"""

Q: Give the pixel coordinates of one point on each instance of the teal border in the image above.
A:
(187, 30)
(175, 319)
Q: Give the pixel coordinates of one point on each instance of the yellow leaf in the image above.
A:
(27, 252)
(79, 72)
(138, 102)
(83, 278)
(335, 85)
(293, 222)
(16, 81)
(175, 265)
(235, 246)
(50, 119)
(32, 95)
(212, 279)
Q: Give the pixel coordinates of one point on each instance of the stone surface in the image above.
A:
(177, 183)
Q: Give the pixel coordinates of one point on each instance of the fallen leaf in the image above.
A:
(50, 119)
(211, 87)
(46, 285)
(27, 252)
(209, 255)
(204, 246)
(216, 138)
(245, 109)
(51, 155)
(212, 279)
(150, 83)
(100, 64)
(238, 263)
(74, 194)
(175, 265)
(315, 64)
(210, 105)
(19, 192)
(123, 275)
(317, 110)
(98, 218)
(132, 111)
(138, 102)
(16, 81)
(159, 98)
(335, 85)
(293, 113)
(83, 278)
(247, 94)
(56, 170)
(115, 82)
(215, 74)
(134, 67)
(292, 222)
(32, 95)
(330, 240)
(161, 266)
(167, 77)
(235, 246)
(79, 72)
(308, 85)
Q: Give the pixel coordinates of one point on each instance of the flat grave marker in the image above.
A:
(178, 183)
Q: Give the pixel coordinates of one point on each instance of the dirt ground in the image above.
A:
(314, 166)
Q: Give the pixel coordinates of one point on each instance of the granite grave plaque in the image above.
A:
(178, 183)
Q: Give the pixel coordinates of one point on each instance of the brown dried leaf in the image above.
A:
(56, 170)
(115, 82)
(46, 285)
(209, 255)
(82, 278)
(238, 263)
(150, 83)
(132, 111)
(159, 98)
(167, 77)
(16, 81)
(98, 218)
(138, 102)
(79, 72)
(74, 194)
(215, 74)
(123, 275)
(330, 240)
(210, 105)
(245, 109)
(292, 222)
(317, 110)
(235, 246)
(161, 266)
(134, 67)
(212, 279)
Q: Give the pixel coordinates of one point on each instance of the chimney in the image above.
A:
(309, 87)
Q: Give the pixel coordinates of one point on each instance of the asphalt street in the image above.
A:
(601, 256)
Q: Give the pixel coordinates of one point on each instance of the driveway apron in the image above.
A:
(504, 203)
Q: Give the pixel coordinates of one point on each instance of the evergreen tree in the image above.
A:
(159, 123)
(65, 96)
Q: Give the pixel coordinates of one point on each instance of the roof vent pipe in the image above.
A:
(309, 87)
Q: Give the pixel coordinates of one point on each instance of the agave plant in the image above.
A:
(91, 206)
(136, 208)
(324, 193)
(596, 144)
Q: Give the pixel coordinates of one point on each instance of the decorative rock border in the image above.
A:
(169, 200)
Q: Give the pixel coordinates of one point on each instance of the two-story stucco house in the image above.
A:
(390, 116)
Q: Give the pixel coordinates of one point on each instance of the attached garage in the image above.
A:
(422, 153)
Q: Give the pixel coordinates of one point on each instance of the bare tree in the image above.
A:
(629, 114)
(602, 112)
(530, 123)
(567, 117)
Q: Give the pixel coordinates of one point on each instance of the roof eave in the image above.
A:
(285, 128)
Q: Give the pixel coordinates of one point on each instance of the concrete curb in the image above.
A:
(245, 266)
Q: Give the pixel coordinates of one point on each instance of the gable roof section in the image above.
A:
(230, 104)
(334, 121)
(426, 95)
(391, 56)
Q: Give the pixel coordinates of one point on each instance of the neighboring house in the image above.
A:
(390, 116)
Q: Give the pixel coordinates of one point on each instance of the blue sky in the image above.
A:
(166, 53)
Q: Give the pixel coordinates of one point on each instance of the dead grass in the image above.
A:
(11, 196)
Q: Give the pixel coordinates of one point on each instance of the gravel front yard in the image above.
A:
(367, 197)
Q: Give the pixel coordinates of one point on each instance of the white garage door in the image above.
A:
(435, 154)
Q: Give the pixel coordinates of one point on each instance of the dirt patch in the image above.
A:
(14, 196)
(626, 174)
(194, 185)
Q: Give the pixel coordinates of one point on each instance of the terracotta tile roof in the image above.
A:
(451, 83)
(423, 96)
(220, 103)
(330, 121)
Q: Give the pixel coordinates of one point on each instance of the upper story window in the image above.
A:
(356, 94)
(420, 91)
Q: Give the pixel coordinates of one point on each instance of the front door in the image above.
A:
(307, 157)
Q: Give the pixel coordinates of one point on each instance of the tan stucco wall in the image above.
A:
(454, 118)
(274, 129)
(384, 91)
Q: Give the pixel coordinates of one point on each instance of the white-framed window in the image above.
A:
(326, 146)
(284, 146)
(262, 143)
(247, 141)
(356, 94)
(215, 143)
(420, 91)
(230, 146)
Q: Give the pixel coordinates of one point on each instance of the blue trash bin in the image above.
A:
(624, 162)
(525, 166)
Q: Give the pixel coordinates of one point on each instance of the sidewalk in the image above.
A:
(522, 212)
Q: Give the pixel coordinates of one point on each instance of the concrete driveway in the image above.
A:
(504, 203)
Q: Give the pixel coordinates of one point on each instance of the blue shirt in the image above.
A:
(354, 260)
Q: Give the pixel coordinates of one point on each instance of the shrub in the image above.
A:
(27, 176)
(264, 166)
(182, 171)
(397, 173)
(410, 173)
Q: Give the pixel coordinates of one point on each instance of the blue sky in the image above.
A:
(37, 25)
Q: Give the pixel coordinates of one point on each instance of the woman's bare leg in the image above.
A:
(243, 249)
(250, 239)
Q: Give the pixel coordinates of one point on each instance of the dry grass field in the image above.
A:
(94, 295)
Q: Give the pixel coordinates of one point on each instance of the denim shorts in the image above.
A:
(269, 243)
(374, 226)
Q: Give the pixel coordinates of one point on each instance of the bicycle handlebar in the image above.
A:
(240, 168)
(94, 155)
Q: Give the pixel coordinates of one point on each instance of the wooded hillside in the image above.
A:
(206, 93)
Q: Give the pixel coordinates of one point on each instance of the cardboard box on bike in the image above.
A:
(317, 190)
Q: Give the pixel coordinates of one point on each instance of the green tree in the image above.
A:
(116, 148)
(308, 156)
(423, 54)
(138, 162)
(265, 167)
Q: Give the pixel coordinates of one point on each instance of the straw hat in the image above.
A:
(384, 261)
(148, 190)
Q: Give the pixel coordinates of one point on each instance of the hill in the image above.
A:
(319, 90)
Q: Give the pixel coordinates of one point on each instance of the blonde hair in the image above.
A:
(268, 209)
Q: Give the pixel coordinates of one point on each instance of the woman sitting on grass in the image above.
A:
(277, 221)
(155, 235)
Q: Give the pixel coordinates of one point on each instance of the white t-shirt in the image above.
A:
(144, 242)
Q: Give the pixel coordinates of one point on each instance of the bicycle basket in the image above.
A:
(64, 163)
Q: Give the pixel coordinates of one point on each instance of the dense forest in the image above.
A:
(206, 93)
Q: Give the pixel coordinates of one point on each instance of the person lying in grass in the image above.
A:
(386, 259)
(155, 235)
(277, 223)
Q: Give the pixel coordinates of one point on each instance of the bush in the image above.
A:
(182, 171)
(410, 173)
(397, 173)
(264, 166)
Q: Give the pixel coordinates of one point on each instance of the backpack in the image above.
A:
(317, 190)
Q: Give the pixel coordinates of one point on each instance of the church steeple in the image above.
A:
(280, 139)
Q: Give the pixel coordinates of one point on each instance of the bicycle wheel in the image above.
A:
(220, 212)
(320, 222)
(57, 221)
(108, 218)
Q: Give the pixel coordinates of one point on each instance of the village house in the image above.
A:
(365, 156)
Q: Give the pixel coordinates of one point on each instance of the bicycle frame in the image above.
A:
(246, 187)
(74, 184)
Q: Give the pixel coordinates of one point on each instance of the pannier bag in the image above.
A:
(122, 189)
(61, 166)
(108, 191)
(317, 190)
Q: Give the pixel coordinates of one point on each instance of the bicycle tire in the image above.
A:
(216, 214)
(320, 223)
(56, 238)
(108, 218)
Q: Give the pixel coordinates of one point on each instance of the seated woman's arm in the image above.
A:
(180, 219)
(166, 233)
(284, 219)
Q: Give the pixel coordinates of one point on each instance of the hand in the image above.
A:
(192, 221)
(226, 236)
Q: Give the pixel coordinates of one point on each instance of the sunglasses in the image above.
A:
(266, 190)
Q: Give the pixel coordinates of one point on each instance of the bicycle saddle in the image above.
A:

"""

→ **Try it**: Your answer should be the lines of the listing above between the line holding "marker in the image above." and the line holding "dried leaf in the image above.", inclusive, restated word for word and alone.

→ **Exercise output**:
Q: Give the pixel coordinates of one point on each instance of the flat grave marker in the image above.
A:
(178, 183)
Q: Give the pixel coordinates of one point on each instance of the dirt ground in the image above.
A:
(314, 166)
Q: Give the pixel coordinates of one point on each instance of the granite grave plaque in the image above.
A:
(178, 183)
Q: Give the pixel coordinates of one point on each instance of the brown dried leaf in the image above.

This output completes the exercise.